Tables and charts

In business, a key type of visualisation is the depiction of figures and changes in them. The use of tables makes sense when interpreting them in front of the audience has been planned as a dramaturgical element of the presentation. Yet the limits of the possible are soon reached because the space available on a ppt slide allows only a few cells at a time to be displayed clearly. Generally, though, it is the evaluation of data that is of interest. Hence the popularity of charts, which can be created or automatically generated from figures using functions available in common Microsoft Office programmes, although specialist use requires some expert knowledge. This can be found, for example, in Quirk (2015) or Stein-Fairhurst (2015).

Sufficient experience has been gathered in using the most elementary forms of representation - dots, lines, columns, bars, circles and pie charts - to allow some lessons to be learned. They point towards a stronger focus on the essentials - 3-D, for instance, should be used only if the topic demands it - and a closer connection between graphic elements and their text explanations (e.g., a circle segment should be explained by text placed in or adjacent to it instead of by reference to a colour code set out in the key). Frequently encountered are comparisons, such as that in Figure 1, intended to show how slides can be improved, the current focus being on “slim” slide design; see Hermann-Ruess and Ott (2014: 97,142-143), Carter (2013: 353 - especially from the perspective of scholars’ self-marketing).

:::

*Exercise requirements:*
- 1) Answer these questions from the passage on tables and charts.
(a) What limits how many table cells a ppt slide can display clearly?
(b) When should 3-D be used?
(c) How should a circle segment be explained, and what should be avoided for this?
- 2) Extend the passage on tables and charts from the point where it ends.
The items have no connection to the passage on tables and charts.

:::

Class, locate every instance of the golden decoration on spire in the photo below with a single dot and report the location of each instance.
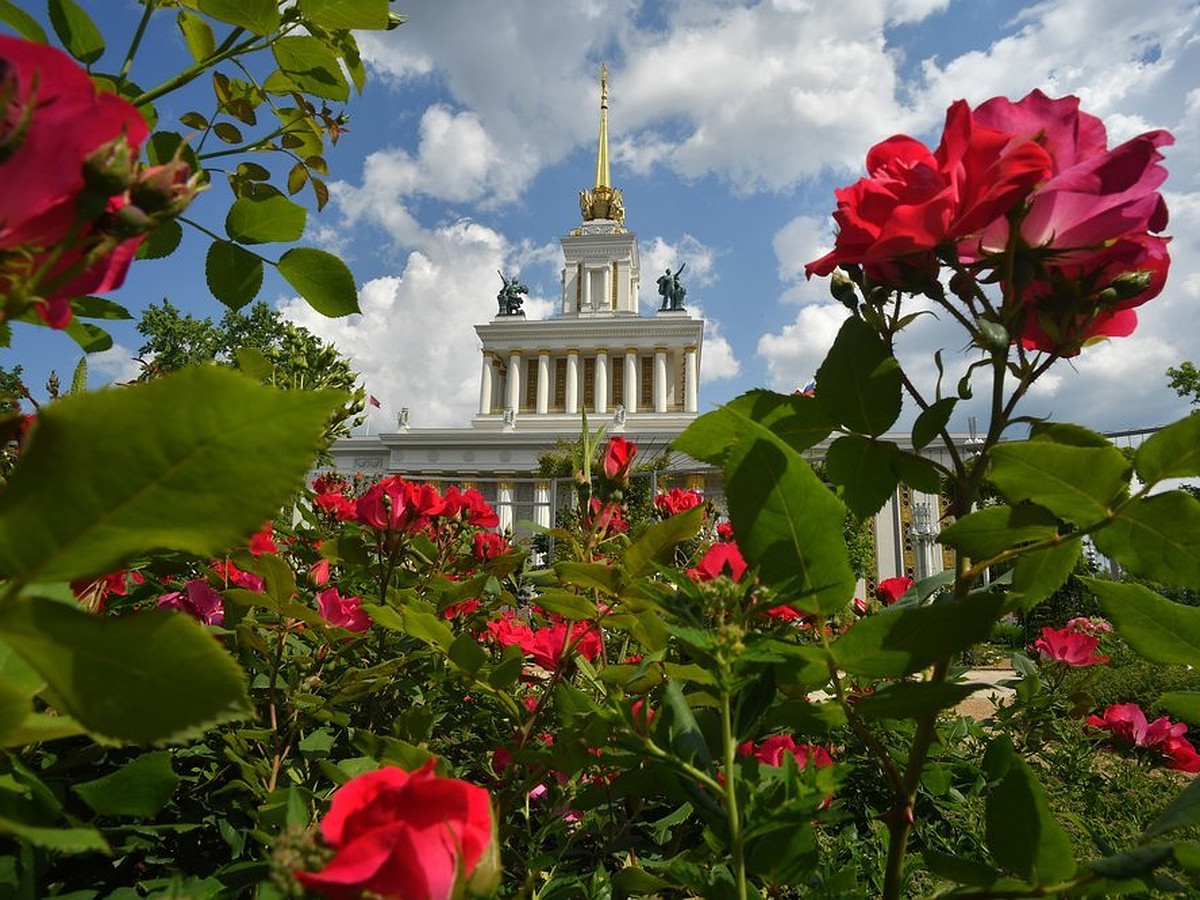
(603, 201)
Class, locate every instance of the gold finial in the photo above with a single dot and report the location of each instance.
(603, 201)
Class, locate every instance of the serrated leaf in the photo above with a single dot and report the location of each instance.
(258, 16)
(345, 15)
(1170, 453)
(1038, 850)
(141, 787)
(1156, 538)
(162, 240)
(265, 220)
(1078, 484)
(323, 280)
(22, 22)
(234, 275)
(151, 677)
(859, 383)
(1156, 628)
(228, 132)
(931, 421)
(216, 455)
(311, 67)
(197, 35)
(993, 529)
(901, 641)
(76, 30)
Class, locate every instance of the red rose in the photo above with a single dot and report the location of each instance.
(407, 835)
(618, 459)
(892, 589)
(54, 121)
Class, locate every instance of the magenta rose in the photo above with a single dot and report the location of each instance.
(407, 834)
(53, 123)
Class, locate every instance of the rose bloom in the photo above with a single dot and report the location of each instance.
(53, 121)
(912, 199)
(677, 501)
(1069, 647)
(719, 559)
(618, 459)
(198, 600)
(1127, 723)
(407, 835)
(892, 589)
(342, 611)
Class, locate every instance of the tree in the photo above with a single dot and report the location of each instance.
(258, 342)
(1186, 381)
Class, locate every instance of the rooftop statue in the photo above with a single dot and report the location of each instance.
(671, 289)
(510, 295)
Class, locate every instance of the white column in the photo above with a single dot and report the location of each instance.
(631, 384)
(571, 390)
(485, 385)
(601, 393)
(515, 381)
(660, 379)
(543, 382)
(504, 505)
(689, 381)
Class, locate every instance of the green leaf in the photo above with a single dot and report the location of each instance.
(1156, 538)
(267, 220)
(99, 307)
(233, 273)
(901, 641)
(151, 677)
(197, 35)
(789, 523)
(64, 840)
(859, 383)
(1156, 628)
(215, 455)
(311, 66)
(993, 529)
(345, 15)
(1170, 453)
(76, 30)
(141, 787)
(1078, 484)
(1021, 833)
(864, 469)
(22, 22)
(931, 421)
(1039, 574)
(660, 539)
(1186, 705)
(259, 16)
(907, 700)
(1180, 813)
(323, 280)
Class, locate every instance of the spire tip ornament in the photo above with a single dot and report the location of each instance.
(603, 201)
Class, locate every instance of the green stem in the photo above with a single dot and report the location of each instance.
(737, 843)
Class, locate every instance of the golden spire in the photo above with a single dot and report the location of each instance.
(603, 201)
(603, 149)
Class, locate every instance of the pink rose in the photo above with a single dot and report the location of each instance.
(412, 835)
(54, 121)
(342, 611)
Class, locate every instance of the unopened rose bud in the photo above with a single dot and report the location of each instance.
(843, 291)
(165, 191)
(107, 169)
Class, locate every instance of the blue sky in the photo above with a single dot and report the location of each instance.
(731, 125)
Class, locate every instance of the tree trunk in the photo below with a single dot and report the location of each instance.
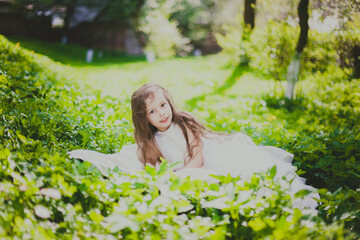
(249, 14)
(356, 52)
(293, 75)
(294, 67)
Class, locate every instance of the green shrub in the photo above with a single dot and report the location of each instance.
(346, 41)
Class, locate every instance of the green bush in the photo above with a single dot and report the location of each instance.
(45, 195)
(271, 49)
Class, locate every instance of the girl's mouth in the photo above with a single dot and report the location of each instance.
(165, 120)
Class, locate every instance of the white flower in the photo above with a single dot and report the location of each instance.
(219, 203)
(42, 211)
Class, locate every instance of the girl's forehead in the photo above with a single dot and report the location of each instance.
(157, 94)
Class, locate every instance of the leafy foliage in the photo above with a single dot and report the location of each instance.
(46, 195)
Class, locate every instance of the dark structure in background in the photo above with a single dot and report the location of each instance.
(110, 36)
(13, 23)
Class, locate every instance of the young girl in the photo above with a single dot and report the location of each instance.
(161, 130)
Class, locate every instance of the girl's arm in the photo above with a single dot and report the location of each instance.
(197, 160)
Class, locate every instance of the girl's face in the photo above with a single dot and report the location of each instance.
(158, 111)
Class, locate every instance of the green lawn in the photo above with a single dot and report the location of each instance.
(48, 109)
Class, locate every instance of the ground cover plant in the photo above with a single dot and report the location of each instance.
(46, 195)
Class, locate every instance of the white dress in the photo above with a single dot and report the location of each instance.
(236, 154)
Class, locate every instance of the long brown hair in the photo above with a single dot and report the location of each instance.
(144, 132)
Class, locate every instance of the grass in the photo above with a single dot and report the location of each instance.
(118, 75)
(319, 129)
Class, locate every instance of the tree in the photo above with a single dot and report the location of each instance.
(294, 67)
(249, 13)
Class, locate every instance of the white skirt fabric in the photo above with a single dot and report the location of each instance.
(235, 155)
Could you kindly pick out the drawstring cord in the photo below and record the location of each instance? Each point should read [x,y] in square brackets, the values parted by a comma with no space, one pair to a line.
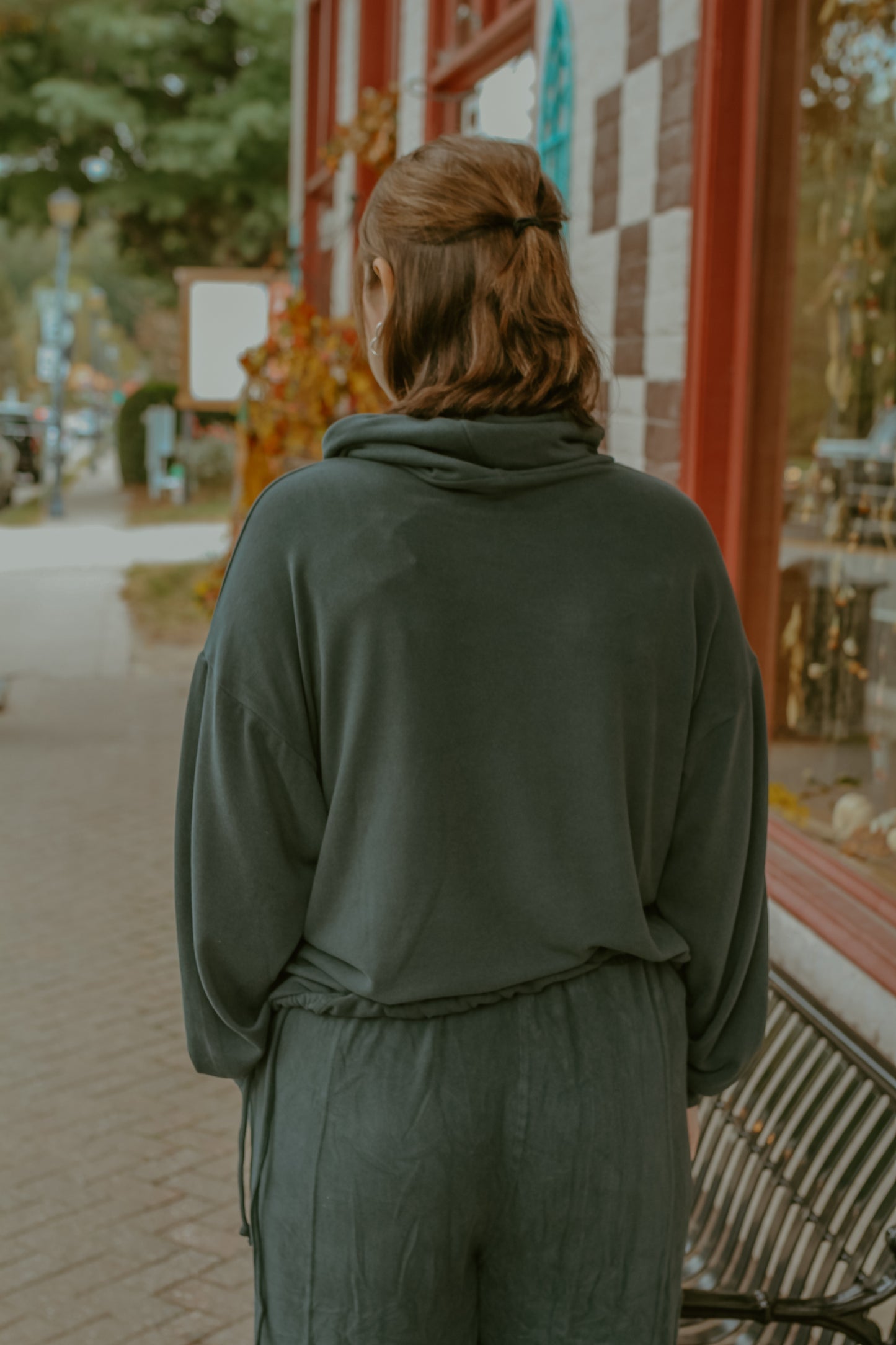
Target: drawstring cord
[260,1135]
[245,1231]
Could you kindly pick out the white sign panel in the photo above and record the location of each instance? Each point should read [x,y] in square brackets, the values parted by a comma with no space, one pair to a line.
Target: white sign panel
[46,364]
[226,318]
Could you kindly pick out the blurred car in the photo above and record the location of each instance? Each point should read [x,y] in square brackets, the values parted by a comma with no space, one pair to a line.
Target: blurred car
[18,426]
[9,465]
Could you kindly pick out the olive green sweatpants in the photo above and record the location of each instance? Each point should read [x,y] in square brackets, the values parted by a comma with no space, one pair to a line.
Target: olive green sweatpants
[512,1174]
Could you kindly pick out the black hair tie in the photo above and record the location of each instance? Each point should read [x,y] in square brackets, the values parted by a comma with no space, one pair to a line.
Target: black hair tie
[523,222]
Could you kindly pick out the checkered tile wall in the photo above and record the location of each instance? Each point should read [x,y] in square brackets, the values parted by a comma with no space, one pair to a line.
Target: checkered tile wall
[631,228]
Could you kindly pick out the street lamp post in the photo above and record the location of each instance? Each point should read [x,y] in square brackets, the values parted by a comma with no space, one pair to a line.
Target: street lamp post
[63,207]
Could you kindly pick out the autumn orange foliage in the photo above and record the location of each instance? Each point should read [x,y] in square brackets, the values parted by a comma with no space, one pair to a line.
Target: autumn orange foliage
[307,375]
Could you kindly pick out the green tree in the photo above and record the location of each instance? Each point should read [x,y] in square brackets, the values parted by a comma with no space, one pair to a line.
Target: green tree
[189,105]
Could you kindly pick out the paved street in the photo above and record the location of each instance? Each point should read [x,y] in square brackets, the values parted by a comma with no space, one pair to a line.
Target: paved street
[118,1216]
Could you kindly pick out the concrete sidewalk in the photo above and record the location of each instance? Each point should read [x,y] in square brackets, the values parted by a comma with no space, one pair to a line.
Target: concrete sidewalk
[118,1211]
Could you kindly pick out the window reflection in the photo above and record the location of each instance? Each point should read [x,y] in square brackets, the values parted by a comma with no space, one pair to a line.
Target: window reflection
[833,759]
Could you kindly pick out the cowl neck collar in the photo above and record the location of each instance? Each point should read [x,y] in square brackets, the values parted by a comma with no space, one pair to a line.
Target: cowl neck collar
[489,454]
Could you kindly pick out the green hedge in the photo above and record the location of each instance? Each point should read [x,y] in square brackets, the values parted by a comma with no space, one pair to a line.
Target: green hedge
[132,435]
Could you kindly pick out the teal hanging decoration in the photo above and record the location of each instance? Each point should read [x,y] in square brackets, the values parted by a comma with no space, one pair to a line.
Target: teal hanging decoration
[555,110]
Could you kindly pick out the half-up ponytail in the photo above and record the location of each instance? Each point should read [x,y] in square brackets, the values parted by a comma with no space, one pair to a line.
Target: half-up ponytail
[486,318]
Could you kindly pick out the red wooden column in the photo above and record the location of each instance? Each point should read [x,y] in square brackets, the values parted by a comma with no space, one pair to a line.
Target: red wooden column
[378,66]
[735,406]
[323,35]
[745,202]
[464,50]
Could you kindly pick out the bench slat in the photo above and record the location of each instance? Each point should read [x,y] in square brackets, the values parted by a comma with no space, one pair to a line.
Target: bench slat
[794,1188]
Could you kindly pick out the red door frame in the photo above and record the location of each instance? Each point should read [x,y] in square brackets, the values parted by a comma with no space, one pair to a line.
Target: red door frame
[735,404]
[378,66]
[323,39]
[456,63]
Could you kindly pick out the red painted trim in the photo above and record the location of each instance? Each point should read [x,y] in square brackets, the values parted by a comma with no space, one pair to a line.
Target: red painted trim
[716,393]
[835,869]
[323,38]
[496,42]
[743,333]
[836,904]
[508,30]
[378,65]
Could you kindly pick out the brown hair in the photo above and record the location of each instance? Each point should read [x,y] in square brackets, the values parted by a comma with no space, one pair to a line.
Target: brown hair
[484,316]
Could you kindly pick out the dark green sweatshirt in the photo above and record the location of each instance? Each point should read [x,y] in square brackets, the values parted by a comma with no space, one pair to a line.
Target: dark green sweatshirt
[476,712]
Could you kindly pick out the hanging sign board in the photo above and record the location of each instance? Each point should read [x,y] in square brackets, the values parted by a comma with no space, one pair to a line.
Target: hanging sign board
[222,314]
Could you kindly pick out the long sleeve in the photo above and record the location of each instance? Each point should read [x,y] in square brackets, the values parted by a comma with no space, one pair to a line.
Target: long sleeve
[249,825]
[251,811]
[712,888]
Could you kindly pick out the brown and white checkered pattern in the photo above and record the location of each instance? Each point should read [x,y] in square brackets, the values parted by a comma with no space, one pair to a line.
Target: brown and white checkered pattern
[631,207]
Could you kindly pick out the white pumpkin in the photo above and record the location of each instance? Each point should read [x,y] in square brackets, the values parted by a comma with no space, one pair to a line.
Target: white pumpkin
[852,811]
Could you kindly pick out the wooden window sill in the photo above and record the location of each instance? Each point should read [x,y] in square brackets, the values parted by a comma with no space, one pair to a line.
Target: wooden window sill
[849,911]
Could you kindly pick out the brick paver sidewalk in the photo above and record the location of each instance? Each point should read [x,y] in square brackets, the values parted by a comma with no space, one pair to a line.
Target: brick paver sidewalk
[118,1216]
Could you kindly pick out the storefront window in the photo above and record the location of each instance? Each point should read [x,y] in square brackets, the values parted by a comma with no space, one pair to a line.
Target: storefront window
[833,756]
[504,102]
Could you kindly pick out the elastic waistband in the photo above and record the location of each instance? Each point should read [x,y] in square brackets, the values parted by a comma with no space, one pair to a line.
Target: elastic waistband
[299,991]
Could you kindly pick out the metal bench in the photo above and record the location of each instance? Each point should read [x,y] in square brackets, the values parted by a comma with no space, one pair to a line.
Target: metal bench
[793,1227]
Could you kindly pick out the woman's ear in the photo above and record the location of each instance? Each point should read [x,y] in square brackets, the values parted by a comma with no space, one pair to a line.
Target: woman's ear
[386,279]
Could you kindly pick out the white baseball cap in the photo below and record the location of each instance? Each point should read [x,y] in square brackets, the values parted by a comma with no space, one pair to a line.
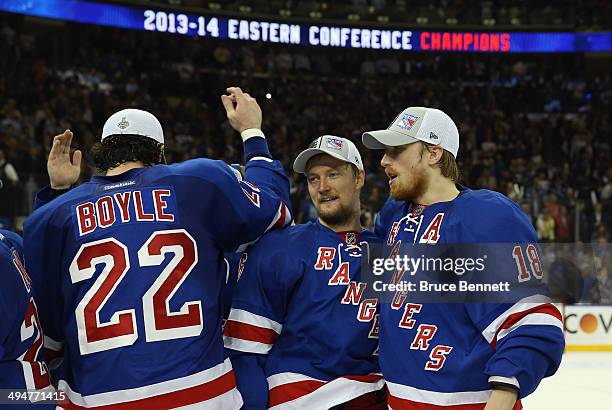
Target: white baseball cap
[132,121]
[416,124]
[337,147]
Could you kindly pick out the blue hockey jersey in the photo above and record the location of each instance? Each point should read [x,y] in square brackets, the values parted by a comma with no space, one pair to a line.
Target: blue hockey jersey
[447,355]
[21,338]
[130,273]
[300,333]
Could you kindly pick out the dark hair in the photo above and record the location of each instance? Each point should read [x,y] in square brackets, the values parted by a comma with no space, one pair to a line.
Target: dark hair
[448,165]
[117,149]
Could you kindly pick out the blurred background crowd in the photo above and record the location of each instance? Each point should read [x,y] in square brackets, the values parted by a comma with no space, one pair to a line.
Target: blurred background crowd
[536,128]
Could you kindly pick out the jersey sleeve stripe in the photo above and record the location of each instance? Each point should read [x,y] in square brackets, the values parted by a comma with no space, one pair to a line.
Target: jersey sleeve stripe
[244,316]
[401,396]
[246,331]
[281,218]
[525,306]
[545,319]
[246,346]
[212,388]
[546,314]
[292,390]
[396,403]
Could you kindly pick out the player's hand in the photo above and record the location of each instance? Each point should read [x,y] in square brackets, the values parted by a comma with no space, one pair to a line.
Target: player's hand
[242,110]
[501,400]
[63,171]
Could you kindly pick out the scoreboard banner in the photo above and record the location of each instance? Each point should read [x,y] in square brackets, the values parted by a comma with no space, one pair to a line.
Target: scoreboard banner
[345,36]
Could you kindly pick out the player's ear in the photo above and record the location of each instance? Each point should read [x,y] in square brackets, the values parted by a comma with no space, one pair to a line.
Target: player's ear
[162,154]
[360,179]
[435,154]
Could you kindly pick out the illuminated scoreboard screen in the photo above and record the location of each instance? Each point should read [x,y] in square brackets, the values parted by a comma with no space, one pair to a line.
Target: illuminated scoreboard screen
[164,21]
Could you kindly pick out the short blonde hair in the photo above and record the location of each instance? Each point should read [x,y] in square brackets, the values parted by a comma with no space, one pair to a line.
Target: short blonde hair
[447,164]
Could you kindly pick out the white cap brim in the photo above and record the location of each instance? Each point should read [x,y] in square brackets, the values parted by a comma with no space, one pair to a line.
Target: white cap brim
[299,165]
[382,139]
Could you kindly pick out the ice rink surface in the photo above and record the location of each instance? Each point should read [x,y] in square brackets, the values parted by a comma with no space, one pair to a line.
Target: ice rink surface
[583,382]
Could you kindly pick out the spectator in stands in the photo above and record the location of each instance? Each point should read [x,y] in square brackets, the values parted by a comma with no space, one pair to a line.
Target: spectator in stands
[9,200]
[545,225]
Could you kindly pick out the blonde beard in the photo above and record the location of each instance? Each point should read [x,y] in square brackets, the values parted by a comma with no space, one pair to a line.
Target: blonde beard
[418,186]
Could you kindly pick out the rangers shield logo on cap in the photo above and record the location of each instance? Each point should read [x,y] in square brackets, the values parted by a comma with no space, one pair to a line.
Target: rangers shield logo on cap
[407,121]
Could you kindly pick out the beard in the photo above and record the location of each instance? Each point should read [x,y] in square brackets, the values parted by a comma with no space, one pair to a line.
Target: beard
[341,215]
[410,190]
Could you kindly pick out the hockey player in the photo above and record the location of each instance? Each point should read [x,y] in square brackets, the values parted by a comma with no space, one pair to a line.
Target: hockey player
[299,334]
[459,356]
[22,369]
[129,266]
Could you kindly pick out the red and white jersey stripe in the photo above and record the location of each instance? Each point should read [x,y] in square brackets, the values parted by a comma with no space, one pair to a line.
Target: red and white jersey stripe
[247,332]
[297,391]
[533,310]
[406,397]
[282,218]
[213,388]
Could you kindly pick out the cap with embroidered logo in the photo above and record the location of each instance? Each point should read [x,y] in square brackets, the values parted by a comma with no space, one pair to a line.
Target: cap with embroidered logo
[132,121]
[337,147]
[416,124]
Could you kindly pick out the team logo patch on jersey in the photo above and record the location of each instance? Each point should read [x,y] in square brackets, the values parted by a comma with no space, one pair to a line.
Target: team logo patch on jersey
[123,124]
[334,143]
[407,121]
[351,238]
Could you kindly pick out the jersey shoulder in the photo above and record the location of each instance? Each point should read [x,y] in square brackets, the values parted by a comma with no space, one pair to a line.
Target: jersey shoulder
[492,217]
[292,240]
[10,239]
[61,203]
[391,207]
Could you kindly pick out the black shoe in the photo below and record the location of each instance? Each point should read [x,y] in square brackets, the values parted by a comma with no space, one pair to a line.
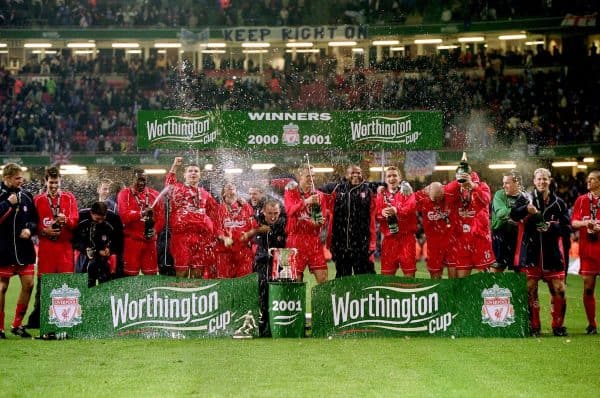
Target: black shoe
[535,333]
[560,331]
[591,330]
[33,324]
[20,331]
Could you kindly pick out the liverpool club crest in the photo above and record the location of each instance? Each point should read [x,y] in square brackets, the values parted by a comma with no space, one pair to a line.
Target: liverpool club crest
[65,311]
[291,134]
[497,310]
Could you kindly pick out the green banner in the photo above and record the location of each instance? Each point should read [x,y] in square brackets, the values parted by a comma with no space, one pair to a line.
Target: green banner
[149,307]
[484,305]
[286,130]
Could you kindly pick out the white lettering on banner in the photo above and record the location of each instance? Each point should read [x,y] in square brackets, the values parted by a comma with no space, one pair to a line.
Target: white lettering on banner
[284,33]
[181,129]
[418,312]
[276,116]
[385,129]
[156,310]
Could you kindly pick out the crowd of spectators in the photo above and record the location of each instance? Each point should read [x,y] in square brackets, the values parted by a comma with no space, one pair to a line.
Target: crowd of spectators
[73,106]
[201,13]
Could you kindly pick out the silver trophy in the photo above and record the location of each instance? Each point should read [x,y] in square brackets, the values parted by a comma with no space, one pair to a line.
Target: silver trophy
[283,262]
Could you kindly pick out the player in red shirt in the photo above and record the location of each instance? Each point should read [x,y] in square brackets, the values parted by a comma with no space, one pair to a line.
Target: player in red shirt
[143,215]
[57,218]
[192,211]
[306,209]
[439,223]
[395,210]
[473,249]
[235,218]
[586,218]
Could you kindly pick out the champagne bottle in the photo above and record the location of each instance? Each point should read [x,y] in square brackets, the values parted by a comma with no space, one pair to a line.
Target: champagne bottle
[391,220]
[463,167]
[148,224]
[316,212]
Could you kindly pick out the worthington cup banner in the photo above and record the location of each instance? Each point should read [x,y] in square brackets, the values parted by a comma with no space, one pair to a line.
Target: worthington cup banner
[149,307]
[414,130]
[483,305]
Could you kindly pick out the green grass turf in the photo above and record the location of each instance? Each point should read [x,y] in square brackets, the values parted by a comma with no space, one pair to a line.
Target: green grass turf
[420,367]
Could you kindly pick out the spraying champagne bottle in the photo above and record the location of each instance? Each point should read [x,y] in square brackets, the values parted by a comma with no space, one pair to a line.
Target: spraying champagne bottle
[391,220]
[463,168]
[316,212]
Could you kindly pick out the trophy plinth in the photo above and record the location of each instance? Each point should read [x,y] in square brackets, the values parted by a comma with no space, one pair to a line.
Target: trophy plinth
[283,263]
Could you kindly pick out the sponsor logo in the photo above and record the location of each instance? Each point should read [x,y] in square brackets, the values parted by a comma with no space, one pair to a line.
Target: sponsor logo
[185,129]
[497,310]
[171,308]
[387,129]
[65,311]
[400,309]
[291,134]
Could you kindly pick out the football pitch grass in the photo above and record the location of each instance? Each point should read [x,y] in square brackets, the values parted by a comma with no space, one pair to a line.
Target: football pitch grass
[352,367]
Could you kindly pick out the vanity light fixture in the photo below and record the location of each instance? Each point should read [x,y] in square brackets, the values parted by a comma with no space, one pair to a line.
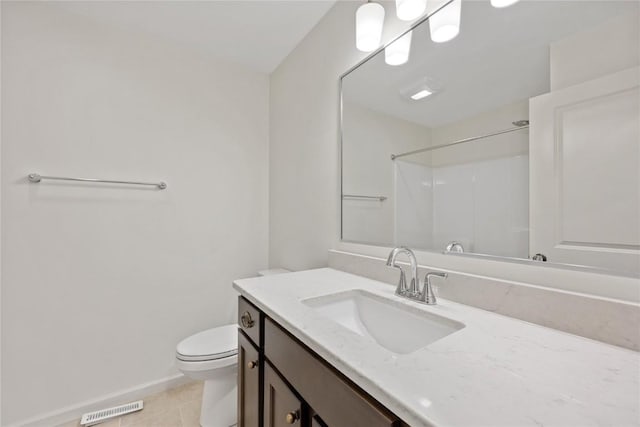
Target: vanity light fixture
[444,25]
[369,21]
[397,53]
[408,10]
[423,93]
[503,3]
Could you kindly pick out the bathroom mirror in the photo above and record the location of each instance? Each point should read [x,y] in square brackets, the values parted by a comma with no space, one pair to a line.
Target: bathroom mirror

:::

*Written answers:*
- 1)
(a) The space available on the slide allows only a few cells at a time to be displayed clearly.
(b) Only if the topic demands it.
(c) By text placed in or adjacent to the segment, not by reference to a color code set out in the key.

- 2)
Example of a comparative graphic from an advice manual (Morton 2014:154)

Figure 1: Example of a comparative graphic from an advice manual (Morton 2014:154)

For more sophisticated or less common visualisations, special programmes are used; on this, see Stacey, Salvatore, and Jorgensen (2013), who make use of such tools as “visual analytics” and other technique (e.g., “scatter plots”, “radar charts”, “matrices”). For stock exchange developments, in particular, graphics-based analyses have become routine (“candlesticks”, “equivolume boxes”, “relative rotation graphs”, etc.). When viewing charts, audiences must beware of the “fraudulent dimensions” [Dimensionenschwindel] (Dall 2009:152) that can be created by disproportional representations of small parts. For presenters, the injunction is: “Tell the truth. [... D]on’t alter the proportion of your axes.” (Duarte 2012:138-139).